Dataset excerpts
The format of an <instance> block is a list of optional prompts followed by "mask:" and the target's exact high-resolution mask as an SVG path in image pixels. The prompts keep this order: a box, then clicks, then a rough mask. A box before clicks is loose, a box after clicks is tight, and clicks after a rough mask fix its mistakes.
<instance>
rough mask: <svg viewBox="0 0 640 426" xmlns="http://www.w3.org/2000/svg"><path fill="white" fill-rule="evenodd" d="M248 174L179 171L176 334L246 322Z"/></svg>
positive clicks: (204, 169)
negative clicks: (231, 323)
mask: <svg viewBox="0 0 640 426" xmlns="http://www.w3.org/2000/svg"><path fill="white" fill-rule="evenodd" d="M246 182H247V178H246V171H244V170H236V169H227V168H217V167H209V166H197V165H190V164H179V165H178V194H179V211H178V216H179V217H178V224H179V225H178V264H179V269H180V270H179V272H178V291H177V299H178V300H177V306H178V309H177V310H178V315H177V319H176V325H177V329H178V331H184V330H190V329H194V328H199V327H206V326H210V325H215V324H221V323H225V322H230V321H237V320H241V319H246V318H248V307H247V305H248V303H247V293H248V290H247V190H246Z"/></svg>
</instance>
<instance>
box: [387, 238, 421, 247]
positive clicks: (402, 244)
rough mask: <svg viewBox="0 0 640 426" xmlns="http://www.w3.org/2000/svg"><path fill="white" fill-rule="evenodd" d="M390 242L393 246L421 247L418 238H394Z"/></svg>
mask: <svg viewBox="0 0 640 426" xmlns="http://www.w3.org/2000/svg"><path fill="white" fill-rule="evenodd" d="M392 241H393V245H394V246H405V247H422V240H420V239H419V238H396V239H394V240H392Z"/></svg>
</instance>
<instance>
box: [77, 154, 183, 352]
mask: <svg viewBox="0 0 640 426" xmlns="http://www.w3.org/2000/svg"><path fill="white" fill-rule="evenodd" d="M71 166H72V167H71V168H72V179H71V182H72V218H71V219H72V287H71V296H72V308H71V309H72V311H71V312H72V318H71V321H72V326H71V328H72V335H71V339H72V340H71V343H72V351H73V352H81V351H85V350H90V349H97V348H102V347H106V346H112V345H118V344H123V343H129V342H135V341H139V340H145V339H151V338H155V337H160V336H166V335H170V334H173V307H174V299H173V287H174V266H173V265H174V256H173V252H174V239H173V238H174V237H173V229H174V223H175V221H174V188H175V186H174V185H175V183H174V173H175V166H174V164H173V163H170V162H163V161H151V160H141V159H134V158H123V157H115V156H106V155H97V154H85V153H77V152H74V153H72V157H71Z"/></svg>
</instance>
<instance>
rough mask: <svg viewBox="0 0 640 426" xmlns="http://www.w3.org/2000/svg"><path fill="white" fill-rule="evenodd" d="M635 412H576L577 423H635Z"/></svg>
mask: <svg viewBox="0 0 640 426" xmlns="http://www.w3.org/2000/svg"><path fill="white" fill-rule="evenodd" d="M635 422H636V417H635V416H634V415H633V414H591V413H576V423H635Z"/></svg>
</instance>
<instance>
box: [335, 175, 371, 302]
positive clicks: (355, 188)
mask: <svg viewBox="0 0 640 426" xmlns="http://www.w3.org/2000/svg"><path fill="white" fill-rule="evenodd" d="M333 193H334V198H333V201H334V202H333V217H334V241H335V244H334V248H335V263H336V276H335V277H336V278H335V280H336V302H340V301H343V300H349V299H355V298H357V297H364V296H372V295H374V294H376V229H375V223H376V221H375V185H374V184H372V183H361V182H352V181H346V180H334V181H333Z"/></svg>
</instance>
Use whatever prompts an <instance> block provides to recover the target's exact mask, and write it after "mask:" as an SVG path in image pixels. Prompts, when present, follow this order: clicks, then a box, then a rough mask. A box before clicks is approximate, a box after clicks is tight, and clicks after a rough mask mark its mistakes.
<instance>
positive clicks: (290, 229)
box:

* What is expected *
From the records above, copy each line that contains the word "target".

* Exercise response *
The format of an <instance> block is a list of optional prompts followed by "mask:" and the target's exact high-resolution mask as an SVG path in image pixels. The prompts keep this order: a box, then clicks, then a rough mask. A box before clicks is loose, a box after clicks is tight, and clicks after a rough mask fix its mistakes.
Use whatever prompts an <instance> block provides to recover the target's exact mask, and write it after "mask:" as an SVG path in image pixels. Prompts, when present, follow this order: clicks, then a box, then a rough mask. A box before clicks is approximate, a box after clicks is tight, and clicks after a rough mask mark its mistakes.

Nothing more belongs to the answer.